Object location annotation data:
>> start
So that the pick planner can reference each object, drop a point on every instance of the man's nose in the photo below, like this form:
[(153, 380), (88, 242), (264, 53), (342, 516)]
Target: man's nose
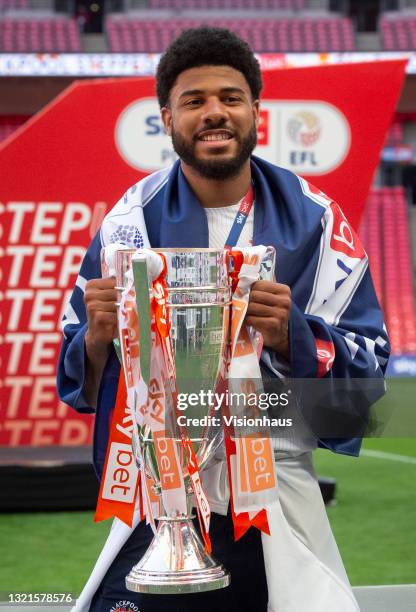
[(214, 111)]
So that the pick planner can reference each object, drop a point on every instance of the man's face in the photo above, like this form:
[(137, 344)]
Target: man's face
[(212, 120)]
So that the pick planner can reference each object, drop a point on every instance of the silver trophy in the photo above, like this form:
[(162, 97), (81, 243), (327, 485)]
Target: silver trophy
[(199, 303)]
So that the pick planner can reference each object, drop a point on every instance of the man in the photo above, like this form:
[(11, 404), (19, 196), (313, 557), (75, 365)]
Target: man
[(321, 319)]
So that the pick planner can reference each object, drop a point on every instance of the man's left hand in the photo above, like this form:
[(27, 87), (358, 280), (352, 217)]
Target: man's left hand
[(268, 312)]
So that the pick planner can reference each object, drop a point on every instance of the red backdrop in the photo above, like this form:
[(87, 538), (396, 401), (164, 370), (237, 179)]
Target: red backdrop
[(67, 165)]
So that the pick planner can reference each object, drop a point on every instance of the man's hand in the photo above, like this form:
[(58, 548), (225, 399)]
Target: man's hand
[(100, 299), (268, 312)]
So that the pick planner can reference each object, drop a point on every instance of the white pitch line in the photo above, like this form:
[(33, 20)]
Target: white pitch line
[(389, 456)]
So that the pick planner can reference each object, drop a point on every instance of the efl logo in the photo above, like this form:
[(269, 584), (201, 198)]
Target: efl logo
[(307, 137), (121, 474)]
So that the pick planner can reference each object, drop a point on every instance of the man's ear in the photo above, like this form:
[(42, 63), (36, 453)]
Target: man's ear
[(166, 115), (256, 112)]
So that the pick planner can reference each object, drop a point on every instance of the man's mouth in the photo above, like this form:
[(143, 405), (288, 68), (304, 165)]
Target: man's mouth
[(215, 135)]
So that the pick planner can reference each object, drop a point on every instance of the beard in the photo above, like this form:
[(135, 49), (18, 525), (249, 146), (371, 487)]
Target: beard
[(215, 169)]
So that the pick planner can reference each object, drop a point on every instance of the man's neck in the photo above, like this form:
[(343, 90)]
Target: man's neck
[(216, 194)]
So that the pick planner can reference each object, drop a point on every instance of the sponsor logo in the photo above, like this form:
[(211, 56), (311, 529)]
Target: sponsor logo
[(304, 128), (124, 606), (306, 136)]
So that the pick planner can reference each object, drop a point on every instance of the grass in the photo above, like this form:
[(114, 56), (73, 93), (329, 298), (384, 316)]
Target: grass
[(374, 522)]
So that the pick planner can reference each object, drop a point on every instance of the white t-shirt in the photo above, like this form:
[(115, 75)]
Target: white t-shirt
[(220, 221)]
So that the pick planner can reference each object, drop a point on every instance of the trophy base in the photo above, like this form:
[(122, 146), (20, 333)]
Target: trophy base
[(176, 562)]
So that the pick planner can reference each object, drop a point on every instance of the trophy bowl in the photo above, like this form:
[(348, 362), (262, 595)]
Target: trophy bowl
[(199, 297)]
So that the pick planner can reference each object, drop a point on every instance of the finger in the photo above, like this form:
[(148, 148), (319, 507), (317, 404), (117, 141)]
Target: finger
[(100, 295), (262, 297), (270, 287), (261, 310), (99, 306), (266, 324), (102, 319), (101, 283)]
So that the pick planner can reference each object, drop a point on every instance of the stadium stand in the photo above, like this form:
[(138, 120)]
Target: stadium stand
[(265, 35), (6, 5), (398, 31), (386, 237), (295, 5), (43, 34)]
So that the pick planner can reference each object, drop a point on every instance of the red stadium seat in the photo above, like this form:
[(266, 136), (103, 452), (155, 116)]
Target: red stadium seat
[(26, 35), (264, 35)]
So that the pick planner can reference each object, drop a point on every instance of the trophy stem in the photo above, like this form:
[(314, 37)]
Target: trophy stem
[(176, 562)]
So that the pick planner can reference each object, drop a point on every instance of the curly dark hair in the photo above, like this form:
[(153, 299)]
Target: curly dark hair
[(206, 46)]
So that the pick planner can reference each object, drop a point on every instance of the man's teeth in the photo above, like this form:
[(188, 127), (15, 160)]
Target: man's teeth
>> end
WHAT YOU ARE ASKED TO DO: Rewrite the data above with every "pick planner" changed to "robot arm" and nothing else altered. Leave the pictures out.

EXPECTED ANSWER:
So that the robot arm can reference each object, drop a point on every instance of the man's nose in the photo below, like this form:
[(153, 380), (88, 242), (264, 53), (342, 516)]
Target: man's nose
[(214, 111)]
So that the robot arm can reference each object, drop a point on every instance of the man's face in the photo above, like this form:
[(137, 344)]
Target: man's face
[(212, 120)]
So that the robot arm can reference each object, drop a point on every instance of the silver trophy in the photo above, like this form:
[(162, 97), (81, 243), (327, 485)]
Target: silver trophy
[(199, 303)]
So that the robot arm can reference each object, drop a point on every instance of the man in the photo above, like this form:
[(11, 404), (19, 196), (313, 557), (75, 365)]
Target: man
[(321, 319)]
So that the robot arm can reference each object, drop a point on every instance of the man's left hand in the photo above, like this form:
[(27, 87), (358, 280), (352, 217)]
Target: man's left hand
[(268, 312)]
So that the robot arm can reference each object, drop a point on every instance of the red backdrop in the photo above, like this form:
[(87, 538), (396, 401), (164, 370), (237, 179)]
Target: red backdrop
[(67, 165)]
So that the robot arm can reference each object, drop a point on every instance of the man's hand in the photo above, like this form:
[(58, 548), (225, 399)]
Target: man's hand
[(100, 299), (268, 312)]
So that the robot arm can reference each object, drop a point on every instance of the white pitch line in the photo above, like this form:
[(33, 20)]
Target: white pitch line
[(389, 456)]
So that the robot arm can reference each object, drop a point on every instance of the efl logo in the photo above, like this form:
[(269, 584), (201, 198)]
Target: efl logo
[(307, 137), (121, 474)]
So that the robot arm can reference each object, drop a point on every instance of the man's ear in the photo above, like this form:
[(42, 63), (36, 453)]
Target: man's ear
[(166, 115), (256, 112)]
So that the robot arm can reference each object, drop a point on every instance of the man's mouth in the photo above, like this form:
[(143, 405), (288, 68), (304, 165)]
Target: man's mouth
[(215, 135)]
So that the robot arm can reference each object, drop a point on every instance of the beard in the photo above, like this form:
[(135, 49), (18, 525), (249, 146), (371, 487)]
Target: beard
[(215, 169)]
So that the robot arm can reference each object, drop a point on every instance of the man's neck in the photo above, like this form:
[(343, 90)]
Target: man's neck
[(216, 194)]
So that the robot arm can reference each object, drop a point on every instance of the sponsor logo in the photo above, like this form:
[(211, 56), (311, 529)]
Target: sponsor logo
[(304, 128), (124, 606), (306, 136)]
So that the robot arm can reference each object, drop a point on every instance of the grass in the photo above, like this form:
[(114, 56), (73, 93), (329, 298), (384, 316)]
Target: grass
[(374, 522)]
So that the robot arm can reference each object, drop a point on every instance of the white t-shirt in the photo above, like this form:
[(115, 75)]
Target: white t-shirt
[(220, 221)]
So that the robot arm can reference each object, drop a point on every instance of the trophy base in the photo above, like this form:
[(122, 146), (20, 333)]
Target: trophy base
[(176, 562)]
So that the robot arm can reference each object, drop a point on every instance of the trophy bowl in the photo above, like this form:
[(348, 362), (262, 595)]
Target: trophy bowl
[(199, 297)]
So that the robot arm can reference each object, drop a point on every instance of the finger in the photo above, like this form:
[(148, 148), (319, 507), (317, 404), (117, 141)]
Target: finger
[(100, 295), (262, 297), (270, 287), (261, 310), (99, 306), (266, 324), (102, 319), (101, 283)]
So that the robot arm can reference each object, drop a point on every instance of the stadium stand in the photo above, like this form:
[(138, 120)]
Target: stadium stand
[(265, 35), (6, 5), (398, 31), (386, 237), (295, 5), (43, 34)]
So that the robot arm can reference each object, drop a point on every instance of the red stadium seat in the photo above, like this form:
[(266, 136), (103, 452), (155, 116)]
Target: red stadium seat
[(26, 35), (264, 35)]
So that the robot arm can reference each object, drop a point on every instance of the trophy stem in the photo above, like this form:
[(314, 37)]
Target: trophy stem
[(176, 562)]
So that the robot arm can reference each object, drop a point on every instance of the curly dark hair in the photo above, like this form:
[(153, 299)]
Target: curly dark hair
[(206, 46)]
So that the robot arm can reference each object, drop a point on every instance of the man's teeth in the photo above, like this form:
[(188, 127), (15, 160)]
Target: man's teeth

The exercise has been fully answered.